Goal —
Reproduce only the data from its first line through the line containing "[[46, 184, 77, 207], [163, 185, 188, 210]]", inclusive, swapping "tiled backsplash" for "ceramic backsplash" and leaving everything else unchanged.

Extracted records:
--------
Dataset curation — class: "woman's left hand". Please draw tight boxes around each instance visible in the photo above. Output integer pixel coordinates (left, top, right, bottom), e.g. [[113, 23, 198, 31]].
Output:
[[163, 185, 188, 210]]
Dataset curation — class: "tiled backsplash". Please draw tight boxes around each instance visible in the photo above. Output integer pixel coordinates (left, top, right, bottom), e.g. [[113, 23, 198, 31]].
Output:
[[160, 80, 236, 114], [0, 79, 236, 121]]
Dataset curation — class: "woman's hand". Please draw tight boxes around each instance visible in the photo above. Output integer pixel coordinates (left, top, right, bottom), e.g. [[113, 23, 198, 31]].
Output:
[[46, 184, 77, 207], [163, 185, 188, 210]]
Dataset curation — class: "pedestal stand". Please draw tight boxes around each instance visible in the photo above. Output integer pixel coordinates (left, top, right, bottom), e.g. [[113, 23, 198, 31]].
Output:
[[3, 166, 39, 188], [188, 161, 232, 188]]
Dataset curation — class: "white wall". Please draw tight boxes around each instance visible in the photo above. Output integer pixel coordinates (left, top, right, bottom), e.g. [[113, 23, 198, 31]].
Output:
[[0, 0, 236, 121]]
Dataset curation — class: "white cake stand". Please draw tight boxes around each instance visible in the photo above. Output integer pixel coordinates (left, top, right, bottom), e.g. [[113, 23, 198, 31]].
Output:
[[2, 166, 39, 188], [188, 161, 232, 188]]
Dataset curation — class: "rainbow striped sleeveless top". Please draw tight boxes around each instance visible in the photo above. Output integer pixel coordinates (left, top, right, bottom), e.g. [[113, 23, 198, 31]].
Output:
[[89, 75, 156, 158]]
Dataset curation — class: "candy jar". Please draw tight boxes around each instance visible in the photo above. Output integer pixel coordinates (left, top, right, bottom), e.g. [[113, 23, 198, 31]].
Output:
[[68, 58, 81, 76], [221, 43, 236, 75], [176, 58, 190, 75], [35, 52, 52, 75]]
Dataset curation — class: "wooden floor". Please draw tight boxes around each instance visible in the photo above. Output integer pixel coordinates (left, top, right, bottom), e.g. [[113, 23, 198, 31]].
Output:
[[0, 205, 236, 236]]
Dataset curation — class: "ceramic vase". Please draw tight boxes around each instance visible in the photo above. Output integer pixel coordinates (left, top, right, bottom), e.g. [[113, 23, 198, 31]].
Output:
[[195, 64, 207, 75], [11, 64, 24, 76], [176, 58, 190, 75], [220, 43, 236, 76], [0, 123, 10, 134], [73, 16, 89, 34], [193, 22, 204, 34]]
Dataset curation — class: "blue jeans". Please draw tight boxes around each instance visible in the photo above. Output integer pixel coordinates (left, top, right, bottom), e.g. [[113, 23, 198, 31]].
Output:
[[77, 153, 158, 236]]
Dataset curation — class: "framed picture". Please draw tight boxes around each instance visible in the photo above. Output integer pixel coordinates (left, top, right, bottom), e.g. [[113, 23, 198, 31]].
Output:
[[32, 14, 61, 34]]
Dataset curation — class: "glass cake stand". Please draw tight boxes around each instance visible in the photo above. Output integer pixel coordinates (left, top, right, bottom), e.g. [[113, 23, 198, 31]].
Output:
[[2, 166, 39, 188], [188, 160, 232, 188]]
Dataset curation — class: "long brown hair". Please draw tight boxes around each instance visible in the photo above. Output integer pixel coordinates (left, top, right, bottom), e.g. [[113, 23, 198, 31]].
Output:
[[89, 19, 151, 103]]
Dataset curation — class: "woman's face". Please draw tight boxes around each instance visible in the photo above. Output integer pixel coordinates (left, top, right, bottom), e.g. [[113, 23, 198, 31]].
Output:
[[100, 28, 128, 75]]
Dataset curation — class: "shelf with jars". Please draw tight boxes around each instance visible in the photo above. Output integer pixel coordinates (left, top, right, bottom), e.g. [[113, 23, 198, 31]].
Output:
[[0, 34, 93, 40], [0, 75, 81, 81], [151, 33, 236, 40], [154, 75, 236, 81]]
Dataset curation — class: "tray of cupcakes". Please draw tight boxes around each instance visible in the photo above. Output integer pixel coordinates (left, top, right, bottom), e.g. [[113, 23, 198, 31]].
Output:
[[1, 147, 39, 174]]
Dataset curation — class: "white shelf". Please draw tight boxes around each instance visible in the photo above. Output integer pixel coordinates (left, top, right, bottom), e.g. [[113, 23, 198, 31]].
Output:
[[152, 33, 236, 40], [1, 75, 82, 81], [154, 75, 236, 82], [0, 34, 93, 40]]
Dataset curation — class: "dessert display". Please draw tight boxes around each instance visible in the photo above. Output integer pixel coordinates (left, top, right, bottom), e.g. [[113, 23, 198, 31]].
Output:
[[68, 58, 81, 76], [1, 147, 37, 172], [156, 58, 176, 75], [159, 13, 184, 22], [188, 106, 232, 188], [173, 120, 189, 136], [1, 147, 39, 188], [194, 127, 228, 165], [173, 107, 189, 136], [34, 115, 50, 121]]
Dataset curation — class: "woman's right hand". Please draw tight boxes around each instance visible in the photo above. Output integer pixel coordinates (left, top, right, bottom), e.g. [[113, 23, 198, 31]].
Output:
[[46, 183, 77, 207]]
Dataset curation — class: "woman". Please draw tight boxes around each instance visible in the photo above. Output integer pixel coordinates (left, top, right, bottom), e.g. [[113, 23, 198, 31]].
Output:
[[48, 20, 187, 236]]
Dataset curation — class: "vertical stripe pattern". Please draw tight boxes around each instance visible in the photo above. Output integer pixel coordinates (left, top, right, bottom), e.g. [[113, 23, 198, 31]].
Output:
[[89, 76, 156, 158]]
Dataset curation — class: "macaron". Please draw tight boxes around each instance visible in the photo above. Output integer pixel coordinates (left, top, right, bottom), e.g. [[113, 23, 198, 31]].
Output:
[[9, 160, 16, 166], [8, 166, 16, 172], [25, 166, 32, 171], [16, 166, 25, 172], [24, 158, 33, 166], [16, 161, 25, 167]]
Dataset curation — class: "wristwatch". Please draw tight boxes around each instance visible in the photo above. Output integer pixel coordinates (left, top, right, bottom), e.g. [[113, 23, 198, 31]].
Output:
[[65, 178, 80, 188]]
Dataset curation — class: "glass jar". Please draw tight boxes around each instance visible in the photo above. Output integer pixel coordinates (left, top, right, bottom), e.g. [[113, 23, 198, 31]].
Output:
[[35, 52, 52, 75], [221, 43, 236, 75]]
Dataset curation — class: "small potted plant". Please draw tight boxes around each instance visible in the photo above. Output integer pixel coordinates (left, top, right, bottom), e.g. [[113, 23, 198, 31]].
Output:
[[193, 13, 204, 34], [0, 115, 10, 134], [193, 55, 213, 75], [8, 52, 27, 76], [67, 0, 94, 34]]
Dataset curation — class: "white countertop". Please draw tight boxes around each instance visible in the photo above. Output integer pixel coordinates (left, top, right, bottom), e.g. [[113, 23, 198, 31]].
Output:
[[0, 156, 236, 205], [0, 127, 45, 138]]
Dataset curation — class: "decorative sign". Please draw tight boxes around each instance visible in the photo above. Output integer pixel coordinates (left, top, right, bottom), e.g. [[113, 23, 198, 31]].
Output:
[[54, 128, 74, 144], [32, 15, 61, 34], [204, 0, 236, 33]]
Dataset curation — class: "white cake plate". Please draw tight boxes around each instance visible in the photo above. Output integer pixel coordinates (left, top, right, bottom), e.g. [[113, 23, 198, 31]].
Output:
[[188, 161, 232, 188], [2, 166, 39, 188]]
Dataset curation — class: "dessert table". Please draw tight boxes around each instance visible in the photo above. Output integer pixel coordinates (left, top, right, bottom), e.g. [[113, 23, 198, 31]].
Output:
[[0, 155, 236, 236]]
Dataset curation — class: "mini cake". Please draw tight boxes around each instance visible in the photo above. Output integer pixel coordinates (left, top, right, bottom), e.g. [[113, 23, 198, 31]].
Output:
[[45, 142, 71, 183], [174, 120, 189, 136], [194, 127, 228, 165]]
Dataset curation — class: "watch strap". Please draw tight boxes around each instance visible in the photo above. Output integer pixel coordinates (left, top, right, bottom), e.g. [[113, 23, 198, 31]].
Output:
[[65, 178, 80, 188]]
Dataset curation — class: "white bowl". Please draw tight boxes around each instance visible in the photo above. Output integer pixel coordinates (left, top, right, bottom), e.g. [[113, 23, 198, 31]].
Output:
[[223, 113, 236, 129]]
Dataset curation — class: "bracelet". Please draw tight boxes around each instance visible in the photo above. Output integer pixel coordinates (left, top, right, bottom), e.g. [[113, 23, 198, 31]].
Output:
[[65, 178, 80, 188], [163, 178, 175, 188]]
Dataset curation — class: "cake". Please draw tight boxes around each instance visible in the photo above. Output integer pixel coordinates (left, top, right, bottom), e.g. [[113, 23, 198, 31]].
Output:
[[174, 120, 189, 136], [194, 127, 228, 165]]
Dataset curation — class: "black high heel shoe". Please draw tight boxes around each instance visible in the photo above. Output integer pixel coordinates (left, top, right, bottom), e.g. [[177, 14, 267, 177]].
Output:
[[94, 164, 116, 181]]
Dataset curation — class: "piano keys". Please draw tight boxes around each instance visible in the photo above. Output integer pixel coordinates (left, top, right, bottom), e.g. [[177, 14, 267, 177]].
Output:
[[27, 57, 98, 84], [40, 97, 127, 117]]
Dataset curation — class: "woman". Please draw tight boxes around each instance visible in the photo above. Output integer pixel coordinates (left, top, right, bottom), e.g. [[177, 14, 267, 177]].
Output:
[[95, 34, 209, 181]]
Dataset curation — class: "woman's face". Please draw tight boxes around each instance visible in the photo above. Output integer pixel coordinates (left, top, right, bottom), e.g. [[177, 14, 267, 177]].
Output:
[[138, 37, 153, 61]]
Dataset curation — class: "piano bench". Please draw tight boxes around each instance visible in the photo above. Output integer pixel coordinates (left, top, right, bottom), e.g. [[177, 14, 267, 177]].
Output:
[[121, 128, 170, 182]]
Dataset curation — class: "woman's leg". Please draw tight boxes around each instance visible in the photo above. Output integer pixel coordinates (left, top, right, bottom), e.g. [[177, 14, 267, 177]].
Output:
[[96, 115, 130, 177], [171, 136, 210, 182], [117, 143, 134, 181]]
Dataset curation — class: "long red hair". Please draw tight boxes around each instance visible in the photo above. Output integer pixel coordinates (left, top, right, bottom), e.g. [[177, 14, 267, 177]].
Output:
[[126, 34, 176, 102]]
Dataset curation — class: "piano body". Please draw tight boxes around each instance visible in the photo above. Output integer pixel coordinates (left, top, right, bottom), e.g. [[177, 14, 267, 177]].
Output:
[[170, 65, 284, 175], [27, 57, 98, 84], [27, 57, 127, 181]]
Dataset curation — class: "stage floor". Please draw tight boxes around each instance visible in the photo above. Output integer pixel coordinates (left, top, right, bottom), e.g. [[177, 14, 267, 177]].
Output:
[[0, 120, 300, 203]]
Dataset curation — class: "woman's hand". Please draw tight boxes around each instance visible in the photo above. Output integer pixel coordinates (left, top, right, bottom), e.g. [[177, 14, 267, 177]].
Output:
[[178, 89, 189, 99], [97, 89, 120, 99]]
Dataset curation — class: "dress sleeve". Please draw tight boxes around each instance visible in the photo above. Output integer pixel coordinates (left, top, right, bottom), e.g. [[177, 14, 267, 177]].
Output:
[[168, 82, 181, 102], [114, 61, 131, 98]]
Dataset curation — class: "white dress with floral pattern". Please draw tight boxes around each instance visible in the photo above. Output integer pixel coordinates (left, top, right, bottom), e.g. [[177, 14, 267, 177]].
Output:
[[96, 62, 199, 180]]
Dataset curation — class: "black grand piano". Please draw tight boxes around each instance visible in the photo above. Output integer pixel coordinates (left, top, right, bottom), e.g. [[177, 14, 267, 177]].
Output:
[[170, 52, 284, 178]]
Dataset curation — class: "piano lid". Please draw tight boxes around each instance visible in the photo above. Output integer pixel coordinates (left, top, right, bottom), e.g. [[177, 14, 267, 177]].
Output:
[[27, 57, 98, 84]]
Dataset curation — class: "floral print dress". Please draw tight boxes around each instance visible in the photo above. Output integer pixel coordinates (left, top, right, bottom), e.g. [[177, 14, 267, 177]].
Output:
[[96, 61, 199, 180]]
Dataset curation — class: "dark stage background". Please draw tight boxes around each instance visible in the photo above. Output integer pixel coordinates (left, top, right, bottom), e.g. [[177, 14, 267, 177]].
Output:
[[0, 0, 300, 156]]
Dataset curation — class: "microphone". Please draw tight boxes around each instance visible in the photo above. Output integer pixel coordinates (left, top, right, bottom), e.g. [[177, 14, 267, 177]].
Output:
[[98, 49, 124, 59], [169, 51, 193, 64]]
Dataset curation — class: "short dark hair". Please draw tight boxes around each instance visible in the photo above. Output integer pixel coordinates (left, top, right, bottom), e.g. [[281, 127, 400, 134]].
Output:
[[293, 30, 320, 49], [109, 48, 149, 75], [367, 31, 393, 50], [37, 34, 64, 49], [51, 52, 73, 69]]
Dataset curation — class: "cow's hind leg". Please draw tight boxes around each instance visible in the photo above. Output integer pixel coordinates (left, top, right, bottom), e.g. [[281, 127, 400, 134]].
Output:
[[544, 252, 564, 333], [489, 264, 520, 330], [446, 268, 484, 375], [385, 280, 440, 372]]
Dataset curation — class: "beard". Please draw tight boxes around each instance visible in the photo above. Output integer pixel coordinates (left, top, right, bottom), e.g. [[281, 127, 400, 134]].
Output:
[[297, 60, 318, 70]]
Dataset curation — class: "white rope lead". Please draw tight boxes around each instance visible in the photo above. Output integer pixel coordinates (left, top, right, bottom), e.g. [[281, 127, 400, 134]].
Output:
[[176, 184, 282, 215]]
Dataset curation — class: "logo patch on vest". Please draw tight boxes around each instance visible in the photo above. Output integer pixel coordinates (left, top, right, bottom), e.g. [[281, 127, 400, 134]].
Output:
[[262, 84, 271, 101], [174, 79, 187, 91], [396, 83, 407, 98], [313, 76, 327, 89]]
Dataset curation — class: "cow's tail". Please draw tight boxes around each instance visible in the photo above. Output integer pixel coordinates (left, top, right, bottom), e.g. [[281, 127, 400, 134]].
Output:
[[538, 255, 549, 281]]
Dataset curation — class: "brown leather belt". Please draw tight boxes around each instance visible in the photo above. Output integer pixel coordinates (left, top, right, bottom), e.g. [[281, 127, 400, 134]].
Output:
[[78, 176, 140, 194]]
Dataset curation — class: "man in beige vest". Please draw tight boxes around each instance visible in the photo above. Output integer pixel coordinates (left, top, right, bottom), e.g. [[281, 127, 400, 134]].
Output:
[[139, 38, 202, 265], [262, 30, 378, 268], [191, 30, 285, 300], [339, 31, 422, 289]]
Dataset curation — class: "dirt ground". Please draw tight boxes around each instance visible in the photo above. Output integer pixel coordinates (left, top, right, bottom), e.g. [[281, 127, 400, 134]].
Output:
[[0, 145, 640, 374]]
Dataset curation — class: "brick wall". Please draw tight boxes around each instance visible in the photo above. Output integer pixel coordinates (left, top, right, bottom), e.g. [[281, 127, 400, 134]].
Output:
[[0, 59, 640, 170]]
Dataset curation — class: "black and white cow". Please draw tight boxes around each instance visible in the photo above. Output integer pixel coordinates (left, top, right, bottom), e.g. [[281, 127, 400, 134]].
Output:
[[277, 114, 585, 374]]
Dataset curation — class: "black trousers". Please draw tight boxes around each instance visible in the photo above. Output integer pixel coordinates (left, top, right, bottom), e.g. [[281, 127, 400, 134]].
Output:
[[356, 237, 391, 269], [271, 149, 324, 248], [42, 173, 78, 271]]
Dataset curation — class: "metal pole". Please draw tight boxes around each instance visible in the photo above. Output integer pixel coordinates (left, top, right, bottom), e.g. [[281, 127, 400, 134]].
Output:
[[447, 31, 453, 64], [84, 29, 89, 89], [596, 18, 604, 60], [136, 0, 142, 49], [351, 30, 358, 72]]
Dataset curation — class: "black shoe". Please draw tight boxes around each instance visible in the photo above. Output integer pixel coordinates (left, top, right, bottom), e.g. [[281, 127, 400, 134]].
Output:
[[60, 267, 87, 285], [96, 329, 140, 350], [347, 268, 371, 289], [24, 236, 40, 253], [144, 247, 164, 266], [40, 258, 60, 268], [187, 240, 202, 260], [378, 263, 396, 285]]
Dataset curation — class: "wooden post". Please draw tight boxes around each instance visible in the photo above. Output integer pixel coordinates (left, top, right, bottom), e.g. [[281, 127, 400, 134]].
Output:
--------
Written response —
Dataset curation — class: "woman's left hand". Please draw tight boxes around each instance visible in the photo above. Output integer pixel coordinates (left, top, right, bottom), e.g. [[113, 23, 198, 31]].
Output:
[[163, 185, 188, 210]]
Dataset curation — class: "ceramic backsplash". Please draw tight boxes around each instance visible in the photo above. Output integer pixel coordinates (left, top, right, bottom), e.g. [[113, 23, 198, 31]].
Output:
[[160, 80, 236, 114], [0, 79, 236, 121]]
Dataset curation — class: "woman's hand". Please draw tight boxes around each instance visible in the photo above. Output integer pixel coordinates (left, top, right, bottom), e.g. [[113, 23, 198, 31]].
Output:
[[46, 184, 77, 207], [163, 185, 188, 210]]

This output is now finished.